• **QUOTED TEXT**
►

# Contactor and Fuse for 3000 amps



## nimblemotors (Oct 1, 2010)

I'm wondering what safety disconnects are used in a car that can pull 2000 amps?


----------



## Yabert (Feb 7, 2010)

Since you are talking about car, I supposed that you talk about 2000 peak amps.
So, Gigavac GX110 1000 Ampere Contactor or, if your live has lower value , Dual GV200 Gigavac Contactor.


----------



## frodus (Apr 12, 2008)

Just be careful... what they fail to mention on EVWest, is that both contactors will NOT open at the same time. There are slight differences that would ultimately cause the full load to go through one contactor. They may do 6000A peak for 30s or 8000A peak, but they will NOT break that many amps. 

Breaking amps is still that of one contactor, because they actually do open at slightly different times. If you try opening 6000A, things will fail pretty spectacularly.... I can almost guarantee that. At 120VDC, you're looking at ~2200A breaking amps, for like 2 cycles before the contactor is a desk weight. At 350, you're looking at 1980A for 2 cycles. At 6000A, at any voltage, you could actually blow those contactors apart.

NEVER use two contactors to double the amp rating of a switch. Same reason you don't use two fuses in parallel to limit total current (unless you're splitting the load, like for 2 controllers).


----------



## Yabert (Feb 7, 2010)

Well explained Frodus!
It's why I've done a comment about low value life by choosing those contactors... there is chances that one don't open during an emergency case depending of current.


----------



## nimblemotors (Oct 1, 2010)

I agree that two contactors are not valid to double the BREAK ratings,
they would double the current flow capacity. 
For safety the issue is really the break ratings, and with a high voltage pack, if the controller dies, it could pump huge amps through the motor that you need to stop immediately.
I would disagree about fuses though, the current is not shared perfectly,
but it is shared, so when it is exceeded, one blows, then the other blows too.
A 300 volt 1000 amp fuse is very expensive, would not like to buy 4 of them.




frodus said:


> Just be careful... what they fail to mention on EVWest, is that both contactors will NOT open at the same time. There are slight differences that would ultimately cause the full load to go through one contactor. They may do 6000A peak for 30s or 8000A peak, but they will NOT break that many amps.

◄

• **AIM 1**
Decide whether each statement below agrees with the contactor thread, answering yes or no and quoting the words from the thread that settle it: (a) frodus says paired contactors open at slightly different times. (b) nimblemotors agrees that two contactors double the break rating. (c) nimblemotors calls a 300 volt 1000 amp fuse cheap.
• **AIM 2**
Turn the paragraph of the contactor thread that begins "Breaking amps is still that of one contactor" into a short list that keeps its main facts.
• **AIM 3**
Carry on the contactor thread from its final line, writing the next part of the discussion.

[Entries pointing to named objects]
►

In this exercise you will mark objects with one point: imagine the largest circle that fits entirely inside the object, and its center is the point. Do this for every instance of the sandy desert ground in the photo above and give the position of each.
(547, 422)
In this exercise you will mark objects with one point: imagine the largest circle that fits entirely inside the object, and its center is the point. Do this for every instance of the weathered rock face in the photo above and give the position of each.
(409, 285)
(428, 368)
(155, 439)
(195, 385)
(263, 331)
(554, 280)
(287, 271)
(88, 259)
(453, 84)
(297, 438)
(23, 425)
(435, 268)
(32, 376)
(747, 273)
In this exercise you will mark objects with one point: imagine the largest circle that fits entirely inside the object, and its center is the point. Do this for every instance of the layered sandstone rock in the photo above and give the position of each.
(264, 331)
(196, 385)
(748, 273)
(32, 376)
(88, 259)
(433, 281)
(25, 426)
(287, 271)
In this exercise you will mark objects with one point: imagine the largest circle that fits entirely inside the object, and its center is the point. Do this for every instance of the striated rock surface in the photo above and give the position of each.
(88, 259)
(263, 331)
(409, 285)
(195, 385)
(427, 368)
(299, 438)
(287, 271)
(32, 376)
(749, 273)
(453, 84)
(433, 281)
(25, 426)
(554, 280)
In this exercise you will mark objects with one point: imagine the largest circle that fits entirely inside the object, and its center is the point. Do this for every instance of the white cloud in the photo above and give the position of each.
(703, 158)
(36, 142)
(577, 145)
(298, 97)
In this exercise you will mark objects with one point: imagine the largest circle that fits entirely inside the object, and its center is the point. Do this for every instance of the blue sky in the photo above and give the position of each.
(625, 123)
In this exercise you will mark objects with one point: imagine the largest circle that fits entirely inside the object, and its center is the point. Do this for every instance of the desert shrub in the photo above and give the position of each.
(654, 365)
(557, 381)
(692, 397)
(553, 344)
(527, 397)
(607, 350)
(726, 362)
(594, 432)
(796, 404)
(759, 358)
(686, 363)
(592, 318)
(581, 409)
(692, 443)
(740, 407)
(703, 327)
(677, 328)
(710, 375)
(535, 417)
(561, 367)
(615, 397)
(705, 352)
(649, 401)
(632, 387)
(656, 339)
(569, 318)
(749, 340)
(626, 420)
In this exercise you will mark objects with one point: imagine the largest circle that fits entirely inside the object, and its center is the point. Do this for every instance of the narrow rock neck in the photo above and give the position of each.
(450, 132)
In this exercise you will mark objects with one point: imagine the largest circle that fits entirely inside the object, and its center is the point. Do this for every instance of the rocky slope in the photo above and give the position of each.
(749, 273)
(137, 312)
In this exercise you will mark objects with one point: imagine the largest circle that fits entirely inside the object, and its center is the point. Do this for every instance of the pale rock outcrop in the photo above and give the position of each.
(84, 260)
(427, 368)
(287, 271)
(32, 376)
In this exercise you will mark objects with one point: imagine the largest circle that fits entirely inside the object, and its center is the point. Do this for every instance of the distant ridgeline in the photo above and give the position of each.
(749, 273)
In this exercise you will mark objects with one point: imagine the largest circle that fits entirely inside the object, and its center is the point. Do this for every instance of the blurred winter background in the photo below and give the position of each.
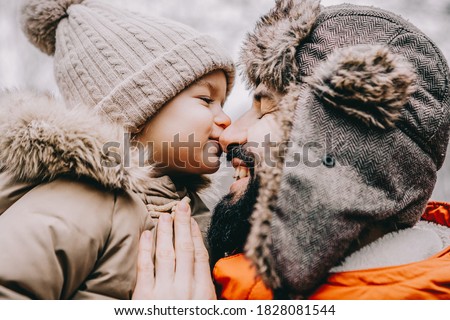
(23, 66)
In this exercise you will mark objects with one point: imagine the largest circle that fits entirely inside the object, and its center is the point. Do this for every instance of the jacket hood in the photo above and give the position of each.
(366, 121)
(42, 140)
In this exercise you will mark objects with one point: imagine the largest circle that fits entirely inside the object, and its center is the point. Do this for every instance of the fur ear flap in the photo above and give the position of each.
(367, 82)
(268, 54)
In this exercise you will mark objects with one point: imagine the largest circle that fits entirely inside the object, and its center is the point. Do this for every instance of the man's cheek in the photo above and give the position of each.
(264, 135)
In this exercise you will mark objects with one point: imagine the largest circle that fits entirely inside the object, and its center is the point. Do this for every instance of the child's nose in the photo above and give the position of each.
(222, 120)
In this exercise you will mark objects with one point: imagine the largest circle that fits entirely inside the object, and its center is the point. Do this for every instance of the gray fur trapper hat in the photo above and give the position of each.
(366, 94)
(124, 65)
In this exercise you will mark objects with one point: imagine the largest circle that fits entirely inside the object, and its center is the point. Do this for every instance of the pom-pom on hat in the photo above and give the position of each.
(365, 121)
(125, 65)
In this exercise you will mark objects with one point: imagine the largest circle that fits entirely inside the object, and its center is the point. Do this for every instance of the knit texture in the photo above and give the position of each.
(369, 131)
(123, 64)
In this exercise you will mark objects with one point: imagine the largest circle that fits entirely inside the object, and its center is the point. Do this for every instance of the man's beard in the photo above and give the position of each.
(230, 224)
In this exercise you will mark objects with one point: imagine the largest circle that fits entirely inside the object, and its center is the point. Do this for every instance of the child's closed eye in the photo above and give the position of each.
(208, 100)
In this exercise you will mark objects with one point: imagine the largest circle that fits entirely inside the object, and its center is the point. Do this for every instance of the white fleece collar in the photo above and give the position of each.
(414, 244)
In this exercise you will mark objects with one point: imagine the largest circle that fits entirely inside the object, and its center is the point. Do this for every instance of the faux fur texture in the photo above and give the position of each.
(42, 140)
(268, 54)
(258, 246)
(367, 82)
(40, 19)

◄
►

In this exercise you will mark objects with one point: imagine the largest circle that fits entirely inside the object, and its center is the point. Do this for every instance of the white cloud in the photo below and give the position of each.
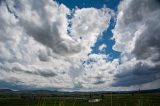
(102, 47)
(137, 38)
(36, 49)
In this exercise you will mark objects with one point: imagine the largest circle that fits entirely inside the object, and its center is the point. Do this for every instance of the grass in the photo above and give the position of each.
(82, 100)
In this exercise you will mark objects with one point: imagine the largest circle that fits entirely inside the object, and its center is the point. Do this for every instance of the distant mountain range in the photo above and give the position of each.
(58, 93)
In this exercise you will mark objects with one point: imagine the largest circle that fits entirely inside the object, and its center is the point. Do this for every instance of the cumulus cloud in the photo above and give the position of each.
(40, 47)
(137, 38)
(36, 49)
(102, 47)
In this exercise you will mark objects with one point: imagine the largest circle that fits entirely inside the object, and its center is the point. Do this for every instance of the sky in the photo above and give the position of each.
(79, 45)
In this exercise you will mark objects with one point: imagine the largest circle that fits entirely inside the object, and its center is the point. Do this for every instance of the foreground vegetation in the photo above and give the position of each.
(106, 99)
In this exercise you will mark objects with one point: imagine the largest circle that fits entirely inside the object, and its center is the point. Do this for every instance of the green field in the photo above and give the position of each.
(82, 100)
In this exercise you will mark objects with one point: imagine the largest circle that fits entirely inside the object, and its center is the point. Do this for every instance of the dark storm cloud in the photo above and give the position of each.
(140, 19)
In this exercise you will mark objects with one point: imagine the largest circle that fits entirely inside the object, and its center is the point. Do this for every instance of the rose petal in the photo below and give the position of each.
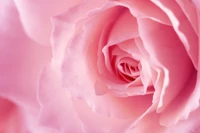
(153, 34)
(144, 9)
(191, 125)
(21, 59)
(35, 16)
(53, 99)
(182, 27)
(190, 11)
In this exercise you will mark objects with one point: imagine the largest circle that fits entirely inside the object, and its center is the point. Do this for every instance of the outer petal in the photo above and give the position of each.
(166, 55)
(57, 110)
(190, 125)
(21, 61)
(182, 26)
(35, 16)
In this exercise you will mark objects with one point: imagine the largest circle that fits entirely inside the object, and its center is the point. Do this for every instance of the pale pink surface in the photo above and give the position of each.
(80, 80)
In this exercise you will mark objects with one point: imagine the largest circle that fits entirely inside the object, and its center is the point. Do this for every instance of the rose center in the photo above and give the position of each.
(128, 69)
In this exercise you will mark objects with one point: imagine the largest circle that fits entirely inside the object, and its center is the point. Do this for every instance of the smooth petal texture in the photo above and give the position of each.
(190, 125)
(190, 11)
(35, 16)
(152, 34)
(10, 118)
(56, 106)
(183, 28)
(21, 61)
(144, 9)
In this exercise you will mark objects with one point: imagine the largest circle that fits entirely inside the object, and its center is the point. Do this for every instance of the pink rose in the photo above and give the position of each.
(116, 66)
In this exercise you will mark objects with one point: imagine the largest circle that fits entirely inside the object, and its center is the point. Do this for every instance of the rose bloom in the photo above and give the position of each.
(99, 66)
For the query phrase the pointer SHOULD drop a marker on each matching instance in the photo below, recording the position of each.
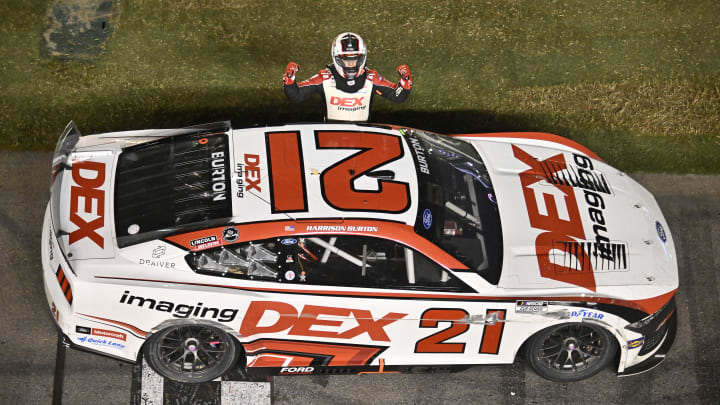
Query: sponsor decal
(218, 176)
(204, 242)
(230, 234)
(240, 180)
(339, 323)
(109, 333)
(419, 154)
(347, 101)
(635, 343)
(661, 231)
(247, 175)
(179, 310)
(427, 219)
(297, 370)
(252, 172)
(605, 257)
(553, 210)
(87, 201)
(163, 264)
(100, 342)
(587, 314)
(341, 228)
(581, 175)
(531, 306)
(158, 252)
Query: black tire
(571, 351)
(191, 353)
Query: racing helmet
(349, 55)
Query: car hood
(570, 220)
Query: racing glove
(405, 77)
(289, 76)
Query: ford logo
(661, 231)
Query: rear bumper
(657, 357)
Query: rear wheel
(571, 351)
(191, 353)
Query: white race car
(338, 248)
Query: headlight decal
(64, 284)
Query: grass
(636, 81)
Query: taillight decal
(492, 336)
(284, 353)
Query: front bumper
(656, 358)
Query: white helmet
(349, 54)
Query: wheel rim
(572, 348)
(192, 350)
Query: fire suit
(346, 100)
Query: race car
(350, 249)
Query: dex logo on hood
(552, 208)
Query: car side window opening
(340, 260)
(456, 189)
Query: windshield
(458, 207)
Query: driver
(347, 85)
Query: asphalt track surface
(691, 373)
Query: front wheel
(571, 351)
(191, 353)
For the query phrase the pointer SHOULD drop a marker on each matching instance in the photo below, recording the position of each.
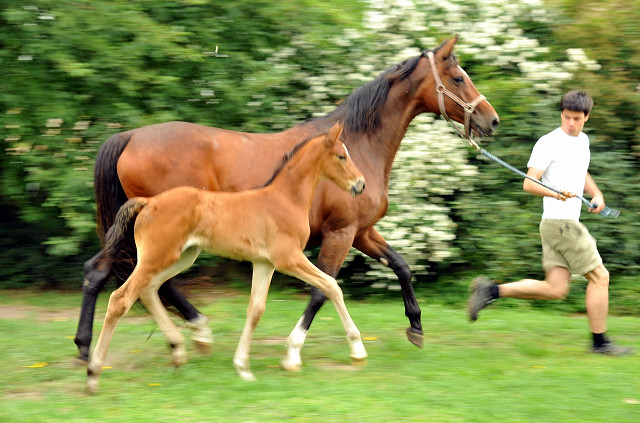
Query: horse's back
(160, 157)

◄
►

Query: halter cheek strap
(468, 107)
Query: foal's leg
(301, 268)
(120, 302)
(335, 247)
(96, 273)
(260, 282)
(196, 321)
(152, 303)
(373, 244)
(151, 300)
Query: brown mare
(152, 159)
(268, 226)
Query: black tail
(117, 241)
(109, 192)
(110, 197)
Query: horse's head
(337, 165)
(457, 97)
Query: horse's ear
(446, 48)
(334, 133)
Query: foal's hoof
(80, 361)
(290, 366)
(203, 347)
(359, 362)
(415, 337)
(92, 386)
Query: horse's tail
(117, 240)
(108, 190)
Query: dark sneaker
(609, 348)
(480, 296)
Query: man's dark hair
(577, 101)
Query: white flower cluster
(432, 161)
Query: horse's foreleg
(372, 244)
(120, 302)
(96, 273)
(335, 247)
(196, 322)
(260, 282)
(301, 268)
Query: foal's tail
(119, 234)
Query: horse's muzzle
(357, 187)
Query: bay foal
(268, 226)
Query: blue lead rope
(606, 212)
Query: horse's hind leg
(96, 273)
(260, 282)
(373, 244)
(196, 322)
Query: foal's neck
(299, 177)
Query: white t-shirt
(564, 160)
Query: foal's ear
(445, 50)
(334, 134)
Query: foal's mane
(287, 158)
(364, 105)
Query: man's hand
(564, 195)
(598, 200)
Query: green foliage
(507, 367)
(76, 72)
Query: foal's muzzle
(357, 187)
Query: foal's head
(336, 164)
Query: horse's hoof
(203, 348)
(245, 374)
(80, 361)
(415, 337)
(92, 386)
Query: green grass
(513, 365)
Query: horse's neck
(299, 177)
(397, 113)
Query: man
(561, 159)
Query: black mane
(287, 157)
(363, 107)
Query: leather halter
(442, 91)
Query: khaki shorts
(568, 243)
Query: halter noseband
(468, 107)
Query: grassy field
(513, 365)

◄

• **EXPECTED ANSWER 1**
(a) Yes: "because they actually do open at slightly different times"
(b) No: "I agree that two contactors are not valid to double the BREAK ratings"
(c) No: "A 300 volt 1000 amp fuse is very expensive"

• **EXPECTED ANSWER 2**
- Paired contactors open at slightly different times, so the breaking rating is that of one contactor.
- Trying to open 6000A will fail spectacularly.
- At 120VDC, the contactors can break about 2200A for roughly 2 cycles before they are ruined.
- At 350, they can break about 1980A for 2 cycles.
- At 6000A, at any voltage, the contactors could be blown apart.

• **EXPECTED ANSWER 3**
> 
> Breaking amps is still that of one contactor, because they actually do open at slightly different times. If you try opening 6000A, things will fail pretty spectacularly.... I can almost guarantee that. At 120VDC, you're looking at ~2200A breaking amps, for like 2 cycles before the contactor is a desk weight. At 350, you're looking at 1980A for 2 cycles. At 6000A, at any voltage, you could actually blow those contactors apart.
> 
> NEVER use two contactors to double the amp rating of a switch. Same reason you don't use two fuses in parallel to limit total current (unless you're splitting the load, like for 2 controllers).


----------



## frodus (Apr 12, 2008)

I disagree about the fuse, and here's why:

The first would blow, and then the second.... but the second would blow at 2X the amps arcing across it, which it is NOT rated for. If you properly choose the 1000A fuses, they may not explode.... but If you put 2000A through a 1000A that isn't properly rated, you CAN blow that fuse apart. Same exact thing with breakers. If one trips, the other one gets the full fault amperage across its contacts and it may very well blow up if used at 2x the rated current.

I've done many breaker/fuse/relay coordination studies... its not fun to see what happens at high currents like this. Used to work at GE Energy, same as my father who's the head of the power lab.

*Use one fuse, properly rated. Use one contactor, properly rated. Use one breaker, properly rated.*


----------



## z_power (Dec 17, 2011)

I wonder if there exists HV and hi current version of pyrotechnic "blowable link" used in +12V line in BMWs? It has very low cycle life of 1  but you don't need to switch off 3000A load very often...


----------



## kennybobby (Aug 10, 2012)

The Tesla pack has a big Bussmann 170MM4416 fuse with continuous current rating of 630 Amps and I2t of 52000. They use a special Tyco EVC500 contactor. Also use similar contactors in the high voltage junction box to switch between either AC or DC supply current for charging.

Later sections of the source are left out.